Segmentation mask data:
○ ○ ○

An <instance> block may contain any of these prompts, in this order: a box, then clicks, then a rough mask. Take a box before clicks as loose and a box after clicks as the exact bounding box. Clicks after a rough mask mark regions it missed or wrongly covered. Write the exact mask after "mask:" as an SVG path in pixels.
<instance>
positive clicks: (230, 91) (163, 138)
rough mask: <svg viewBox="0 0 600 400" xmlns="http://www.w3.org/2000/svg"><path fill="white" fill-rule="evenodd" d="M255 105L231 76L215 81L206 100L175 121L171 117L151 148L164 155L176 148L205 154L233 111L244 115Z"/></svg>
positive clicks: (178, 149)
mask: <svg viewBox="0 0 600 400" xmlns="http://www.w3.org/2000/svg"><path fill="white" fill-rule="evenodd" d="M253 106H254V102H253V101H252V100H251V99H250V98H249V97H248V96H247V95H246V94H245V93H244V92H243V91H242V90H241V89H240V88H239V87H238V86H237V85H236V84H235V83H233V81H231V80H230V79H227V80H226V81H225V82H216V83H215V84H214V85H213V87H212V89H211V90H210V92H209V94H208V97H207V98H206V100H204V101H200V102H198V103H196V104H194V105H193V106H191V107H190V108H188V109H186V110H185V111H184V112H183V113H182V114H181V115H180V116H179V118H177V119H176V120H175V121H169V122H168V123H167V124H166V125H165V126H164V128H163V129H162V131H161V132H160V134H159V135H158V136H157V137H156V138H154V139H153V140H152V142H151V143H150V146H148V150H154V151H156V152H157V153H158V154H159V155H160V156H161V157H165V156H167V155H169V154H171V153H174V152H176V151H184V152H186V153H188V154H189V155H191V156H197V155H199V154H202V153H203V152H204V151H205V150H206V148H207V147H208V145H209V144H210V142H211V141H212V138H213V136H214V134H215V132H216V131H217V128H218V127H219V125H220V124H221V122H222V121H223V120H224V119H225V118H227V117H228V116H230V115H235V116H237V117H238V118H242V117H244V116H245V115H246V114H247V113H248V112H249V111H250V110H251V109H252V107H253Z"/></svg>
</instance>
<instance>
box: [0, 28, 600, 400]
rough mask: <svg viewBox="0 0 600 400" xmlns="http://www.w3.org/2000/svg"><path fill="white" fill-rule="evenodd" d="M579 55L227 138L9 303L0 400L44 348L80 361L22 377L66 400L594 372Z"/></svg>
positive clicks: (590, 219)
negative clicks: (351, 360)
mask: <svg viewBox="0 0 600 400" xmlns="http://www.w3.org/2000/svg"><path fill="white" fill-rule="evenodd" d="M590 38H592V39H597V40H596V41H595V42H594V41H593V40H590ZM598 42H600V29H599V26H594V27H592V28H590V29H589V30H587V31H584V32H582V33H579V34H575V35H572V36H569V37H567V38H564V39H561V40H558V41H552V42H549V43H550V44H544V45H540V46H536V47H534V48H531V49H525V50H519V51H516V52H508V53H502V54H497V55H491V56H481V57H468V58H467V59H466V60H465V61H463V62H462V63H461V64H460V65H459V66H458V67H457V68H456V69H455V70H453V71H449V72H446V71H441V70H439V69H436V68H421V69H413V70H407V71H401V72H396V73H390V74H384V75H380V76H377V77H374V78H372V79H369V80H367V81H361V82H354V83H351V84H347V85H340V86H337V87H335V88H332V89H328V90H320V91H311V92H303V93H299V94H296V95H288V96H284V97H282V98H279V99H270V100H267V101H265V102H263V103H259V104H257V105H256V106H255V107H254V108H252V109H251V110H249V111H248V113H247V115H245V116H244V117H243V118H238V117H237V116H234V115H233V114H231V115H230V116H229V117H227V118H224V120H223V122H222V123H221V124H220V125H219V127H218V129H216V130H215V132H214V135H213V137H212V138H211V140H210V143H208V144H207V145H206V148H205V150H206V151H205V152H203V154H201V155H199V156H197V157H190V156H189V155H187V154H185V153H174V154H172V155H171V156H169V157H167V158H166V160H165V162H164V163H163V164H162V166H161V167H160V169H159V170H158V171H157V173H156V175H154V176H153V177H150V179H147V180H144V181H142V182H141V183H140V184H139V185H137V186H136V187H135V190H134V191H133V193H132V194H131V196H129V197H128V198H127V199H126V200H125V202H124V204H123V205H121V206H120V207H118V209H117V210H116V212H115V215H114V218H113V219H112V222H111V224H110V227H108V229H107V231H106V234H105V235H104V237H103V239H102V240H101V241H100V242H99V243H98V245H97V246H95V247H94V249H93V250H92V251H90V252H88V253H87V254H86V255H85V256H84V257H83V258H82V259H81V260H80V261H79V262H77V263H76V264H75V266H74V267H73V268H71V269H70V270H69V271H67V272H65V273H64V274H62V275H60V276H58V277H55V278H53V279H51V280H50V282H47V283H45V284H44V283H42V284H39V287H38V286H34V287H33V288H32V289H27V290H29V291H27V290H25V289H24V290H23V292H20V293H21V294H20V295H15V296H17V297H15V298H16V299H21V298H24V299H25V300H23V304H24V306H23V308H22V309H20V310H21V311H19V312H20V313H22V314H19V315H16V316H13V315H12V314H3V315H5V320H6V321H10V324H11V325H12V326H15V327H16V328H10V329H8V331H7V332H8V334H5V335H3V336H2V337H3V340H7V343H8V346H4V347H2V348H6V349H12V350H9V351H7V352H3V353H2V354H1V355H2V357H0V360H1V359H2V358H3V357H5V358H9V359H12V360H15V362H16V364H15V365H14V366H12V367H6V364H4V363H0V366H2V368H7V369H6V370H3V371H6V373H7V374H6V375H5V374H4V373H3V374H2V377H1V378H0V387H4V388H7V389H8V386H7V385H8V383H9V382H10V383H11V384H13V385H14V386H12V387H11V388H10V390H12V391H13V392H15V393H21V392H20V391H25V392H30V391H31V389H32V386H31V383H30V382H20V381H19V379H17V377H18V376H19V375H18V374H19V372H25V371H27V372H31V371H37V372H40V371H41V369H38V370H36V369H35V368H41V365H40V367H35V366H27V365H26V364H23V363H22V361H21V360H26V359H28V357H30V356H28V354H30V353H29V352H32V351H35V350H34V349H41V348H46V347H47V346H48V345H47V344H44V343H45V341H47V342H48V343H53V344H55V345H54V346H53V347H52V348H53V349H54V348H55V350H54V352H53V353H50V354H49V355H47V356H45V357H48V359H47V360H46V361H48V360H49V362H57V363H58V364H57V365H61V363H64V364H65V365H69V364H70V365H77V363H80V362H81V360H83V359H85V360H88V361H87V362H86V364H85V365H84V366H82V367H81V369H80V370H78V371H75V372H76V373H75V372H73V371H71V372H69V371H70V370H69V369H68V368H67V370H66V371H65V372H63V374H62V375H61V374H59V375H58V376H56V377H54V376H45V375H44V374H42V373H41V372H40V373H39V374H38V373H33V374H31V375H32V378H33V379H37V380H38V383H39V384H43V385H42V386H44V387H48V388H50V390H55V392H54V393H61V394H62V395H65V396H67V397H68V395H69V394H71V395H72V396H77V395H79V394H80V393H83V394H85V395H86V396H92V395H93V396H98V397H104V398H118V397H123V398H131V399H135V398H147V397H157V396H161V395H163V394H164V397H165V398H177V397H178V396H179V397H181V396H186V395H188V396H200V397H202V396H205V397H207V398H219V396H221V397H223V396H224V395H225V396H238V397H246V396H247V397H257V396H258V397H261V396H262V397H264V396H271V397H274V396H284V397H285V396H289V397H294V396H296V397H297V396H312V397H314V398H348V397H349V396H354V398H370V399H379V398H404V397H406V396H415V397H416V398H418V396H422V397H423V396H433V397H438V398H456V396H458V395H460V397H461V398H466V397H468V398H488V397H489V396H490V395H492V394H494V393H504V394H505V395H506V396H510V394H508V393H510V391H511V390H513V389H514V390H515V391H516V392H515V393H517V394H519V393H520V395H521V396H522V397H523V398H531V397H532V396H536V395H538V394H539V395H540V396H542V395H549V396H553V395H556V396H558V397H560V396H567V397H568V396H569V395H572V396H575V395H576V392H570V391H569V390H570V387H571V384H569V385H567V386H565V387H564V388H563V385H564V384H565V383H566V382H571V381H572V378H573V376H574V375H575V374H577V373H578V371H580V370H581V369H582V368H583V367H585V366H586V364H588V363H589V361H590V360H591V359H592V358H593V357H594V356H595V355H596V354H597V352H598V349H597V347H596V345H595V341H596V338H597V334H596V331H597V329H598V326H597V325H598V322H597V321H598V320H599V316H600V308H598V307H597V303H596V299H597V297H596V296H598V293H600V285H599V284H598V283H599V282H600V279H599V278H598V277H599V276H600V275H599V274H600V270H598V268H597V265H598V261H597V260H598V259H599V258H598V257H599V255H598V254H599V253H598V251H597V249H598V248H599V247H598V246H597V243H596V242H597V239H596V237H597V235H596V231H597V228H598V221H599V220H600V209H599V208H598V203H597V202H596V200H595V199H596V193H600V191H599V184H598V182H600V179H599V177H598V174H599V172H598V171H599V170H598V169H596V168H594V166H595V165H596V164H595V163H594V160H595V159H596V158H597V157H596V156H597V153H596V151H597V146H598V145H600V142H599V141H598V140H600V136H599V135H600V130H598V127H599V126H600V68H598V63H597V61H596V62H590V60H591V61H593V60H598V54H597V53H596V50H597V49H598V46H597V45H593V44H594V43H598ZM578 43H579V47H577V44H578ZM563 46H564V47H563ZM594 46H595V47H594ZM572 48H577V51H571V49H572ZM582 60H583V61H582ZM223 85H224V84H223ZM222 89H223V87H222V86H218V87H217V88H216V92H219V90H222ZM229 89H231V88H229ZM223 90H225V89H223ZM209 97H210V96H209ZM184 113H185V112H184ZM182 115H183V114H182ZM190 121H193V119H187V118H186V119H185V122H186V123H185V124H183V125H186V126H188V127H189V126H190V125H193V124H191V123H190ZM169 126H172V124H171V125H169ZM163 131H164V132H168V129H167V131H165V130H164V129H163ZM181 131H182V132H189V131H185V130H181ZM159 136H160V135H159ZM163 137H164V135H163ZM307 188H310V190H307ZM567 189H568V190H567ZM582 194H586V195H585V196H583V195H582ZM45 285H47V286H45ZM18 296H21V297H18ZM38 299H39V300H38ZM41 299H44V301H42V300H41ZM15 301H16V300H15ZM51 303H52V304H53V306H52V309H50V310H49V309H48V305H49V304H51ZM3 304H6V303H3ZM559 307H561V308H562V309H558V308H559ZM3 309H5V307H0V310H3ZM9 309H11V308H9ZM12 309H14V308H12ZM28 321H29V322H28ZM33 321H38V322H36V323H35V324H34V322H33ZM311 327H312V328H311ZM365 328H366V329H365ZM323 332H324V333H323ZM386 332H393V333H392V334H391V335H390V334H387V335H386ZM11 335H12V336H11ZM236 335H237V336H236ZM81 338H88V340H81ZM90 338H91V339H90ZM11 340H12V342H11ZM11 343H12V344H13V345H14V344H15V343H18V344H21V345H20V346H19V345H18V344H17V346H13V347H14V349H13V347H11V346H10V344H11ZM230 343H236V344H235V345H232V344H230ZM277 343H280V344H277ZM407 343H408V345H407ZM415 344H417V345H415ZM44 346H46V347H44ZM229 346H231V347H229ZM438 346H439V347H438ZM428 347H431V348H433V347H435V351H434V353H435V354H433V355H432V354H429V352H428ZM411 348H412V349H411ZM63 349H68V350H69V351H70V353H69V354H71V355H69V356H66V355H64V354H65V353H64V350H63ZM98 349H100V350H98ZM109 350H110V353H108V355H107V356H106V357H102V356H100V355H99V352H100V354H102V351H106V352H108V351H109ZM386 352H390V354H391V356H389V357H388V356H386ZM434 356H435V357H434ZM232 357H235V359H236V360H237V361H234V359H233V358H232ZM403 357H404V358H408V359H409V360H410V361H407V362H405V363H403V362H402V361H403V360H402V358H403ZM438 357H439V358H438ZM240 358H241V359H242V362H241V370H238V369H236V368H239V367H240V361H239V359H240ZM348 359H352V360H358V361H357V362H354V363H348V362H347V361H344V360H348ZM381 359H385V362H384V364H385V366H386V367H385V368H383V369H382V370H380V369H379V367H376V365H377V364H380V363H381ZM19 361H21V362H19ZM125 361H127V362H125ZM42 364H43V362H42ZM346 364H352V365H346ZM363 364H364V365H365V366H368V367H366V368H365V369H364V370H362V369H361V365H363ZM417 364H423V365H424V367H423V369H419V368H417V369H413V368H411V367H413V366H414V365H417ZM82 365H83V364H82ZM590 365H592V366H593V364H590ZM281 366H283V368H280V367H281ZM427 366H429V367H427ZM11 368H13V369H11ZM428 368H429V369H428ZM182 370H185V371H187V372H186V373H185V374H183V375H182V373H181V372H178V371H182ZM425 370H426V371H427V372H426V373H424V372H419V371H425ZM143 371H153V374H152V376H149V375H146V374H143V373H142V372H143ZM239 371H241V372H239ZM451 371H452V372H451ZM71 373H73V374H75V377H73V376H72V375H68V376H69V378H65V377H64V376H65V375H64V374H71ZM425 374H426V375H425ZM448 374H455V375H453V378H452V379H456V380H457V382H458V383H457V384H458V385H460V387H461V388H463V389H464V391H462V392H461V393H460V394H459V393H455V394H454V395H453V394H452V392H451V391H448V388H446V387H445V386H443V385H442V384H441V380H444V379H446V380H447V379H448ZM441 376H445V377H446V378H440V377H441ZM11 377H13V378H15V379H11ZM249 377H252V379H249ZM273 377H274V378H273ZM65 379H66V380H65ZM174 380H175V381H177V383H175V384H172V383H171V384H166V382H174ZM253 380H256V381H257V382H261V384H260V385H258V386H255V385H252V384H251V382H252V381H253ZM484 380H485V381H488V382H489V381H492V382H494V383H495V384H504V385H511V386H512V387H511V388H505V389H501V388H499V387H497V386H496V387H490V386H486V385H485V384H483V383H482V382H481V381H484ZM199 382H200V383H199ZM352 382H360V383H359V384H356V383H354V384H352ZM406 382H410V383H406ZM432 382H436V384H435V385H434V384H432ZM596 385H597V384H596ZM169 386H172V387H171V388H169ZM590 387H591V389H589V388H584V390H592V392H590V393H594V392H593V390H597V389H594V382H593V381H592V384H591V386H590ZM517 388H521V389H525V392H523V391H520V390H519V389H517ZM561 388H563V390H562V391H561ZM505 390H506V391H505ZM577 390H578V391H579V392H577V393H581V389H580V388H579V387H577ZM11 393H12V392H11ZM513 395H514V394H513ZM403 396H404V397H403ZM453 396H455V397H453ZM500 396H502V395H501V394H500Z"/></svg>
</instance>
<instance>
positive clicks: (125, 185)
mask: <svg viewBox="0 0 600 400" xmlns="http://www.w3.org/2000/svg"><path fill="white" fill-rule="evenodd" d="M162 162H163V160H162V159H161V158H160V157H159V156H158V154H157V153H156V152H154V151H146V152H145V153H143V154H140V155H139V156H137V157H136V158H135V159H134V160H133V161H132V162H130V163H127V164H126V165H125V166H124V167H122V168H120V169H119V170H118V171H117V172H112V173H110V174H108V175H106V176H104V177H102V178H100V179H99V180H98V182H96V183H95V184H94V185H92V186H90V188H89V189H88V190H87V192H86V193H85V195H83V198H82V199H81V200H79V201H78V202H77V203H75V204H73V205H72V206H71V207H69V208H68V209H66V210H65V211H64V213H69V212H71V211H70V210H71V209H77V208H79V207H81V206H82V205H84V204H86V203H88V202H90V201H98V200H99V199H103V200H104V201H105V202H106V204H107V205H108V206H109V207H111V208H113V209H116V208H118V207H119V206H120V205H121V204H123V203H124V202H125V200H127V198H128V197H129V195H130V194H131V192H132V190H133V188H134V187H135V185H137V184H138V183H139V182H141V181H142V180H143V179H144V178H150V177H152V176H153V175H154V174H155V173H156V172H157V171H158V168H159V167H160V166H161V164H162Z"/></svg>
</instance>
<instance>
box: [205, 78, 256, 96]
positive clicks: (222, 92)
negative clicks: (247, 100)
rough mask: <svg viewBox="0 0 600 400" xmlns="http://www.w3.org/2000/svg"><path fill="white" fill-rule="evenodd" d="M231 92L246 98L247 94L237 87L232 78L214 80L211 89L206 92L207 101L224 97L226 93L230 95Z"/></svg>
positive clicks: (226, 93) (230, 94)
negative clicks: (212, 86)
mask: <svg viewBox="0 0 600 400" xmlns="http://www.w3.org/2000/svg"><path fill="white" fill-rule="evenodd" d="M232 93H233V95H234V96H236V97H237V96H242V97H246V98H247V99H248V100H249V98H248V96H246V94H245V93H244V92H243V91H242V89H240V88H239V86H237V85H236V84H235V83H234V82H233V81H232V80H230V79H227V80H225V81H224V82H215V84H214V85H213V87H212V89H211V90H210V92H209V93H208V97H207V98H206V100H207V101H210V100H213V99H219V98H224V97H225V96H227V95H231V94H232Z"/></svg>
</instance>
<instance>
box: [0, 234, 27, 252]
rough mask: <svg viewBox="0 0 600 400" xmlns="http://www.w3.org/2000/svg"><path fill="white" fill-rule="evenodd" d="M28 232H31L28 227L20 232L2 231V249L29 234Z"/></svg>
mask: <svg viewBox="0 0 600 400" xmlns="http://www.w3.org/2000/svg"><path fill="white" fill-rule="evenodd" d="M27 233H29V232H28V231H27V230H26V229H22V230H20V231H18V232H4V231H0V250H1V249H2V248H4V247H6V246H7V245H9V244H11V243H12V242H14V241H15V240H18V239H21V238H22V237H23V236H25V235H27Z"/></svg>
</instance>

○ ○ ○

◆ What you should do
The lines of the data, from the first through the one containing "105L231 76L215 81L206", are to be transcribed exactly.

◆ Output for this exercise
An <instance> block may contain any of these prompts, in this order: a box, then clicks, then a rough mask. Take a box before clicks as loose and a box after clicks as the exact bounding box. Clicks after a rough mask mark regions it missed or wrongly covered. Write the exact mask after "mask:" as an SVG path in pixels.
<instance>
positive clicks: (230, 91) (163, 138)
rough mask: <svg viewBox="0 0 600 400" xmlns="http://www.w3.org/2000/svg"><path fill="white" fill-rule="evenodd" d="M255 105L231 76L215 81L206 100L175 121L171 117L151 148L164 155L176 148L205 154L233 111L244 115Z"/></svg>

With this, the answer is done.